» Your instructions
The answer should consist of every line in the material below that has the word "query".

» Records shown
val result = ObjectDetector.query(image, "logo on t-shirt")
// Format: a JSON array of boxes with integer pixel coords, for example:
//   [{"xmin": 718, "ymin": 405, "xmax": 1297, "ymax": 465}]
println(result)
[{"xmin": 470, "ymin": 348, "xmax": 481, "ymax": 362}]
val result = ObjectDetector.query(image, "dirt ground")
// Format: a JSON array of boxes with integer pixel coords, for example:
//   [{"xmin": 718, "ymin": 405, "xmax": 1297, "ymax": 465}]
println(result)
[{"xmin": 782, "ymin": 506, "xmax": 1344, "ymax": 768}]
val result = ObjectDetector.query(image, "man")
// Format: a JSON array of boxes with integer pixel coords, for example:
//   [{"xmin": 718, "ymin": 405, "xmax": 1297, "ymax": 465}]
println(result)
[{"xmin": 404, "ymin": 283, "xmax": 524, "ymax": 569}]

» Solution to this exercise
val result = ObjectDetector.query(image, "logo on t-shirt")
val result = ObjectDetector.query(image, "dirt ground")
val result = ObjectDetector.query(image, "man")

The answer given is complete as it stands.